> [Extracted data]:

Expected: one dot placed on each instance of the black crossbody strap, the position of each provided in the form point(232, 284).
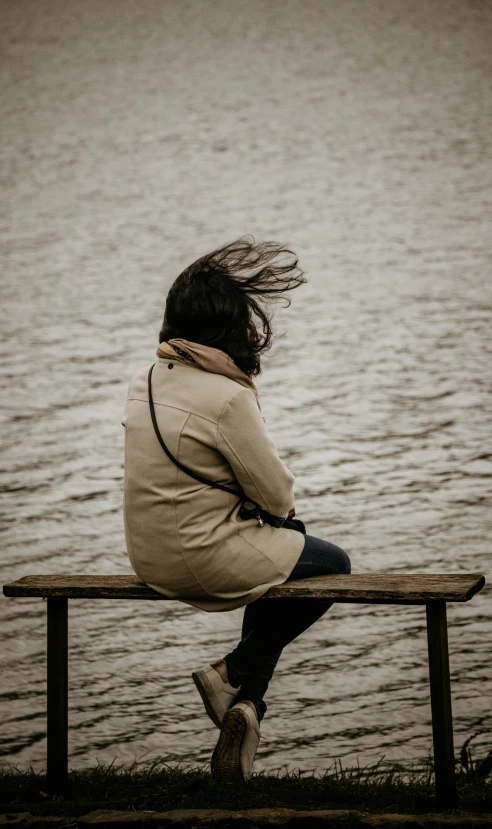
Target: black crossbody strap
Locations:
point(171, 457)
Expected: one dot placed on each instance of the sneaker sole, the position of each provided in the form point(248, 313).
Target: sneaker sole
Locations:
point(226, 759)
point(207, 693)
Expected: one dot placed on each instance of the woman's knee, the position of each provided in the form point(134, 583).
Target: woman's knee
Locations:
point(325, 554)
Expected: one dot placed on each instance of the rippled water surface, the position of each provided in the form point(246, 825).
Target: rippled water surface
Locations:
point(137, 136)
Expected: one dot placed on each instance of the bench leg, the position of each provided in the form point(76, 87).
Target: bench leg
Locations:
point(442, 718)
point(57, 731)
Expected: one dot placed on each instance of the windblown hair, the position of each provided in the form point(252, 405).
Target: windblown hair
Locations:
point(223, 299)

> [What is required]: Print all the records exactly, minus any images.

> [Answer for this exercise]:
Expected: one dot placed on each instance of the black crossbody strap, the position of each provided in the form point(232, 284).
Target: black crossbody strap
Locations:
point(171, 457)
Expected: one dot placed on each instance of the sneaker sole, the position of each provided in the form point(248, 313).
Target: sneaker sole
Locations:
point(226, 759)
point(207, 693)
Expected: one dot placed on each instance of the woman's knee, the position of each provided in the form point(134, 583).
Target: woman's knee
Locations:
point(325, 554)
Expected: one dot placed on each instance of the rippled water surface, the position of each provided in the form point(246, 825).
Target: rippled water surface
Locations:
point(137, 136)
Expected: one dot placed on each instance of the bench leg, the position of each provided in the form point(76, 87).
Target: bench leg
Locations:
point(442, 718)
point(57, 731)
Expected: one dot placed on each instance of the windblown hair, the position of each provided in the form point(252, 405).
Target: windblown hair
Locations:
point(223, 299)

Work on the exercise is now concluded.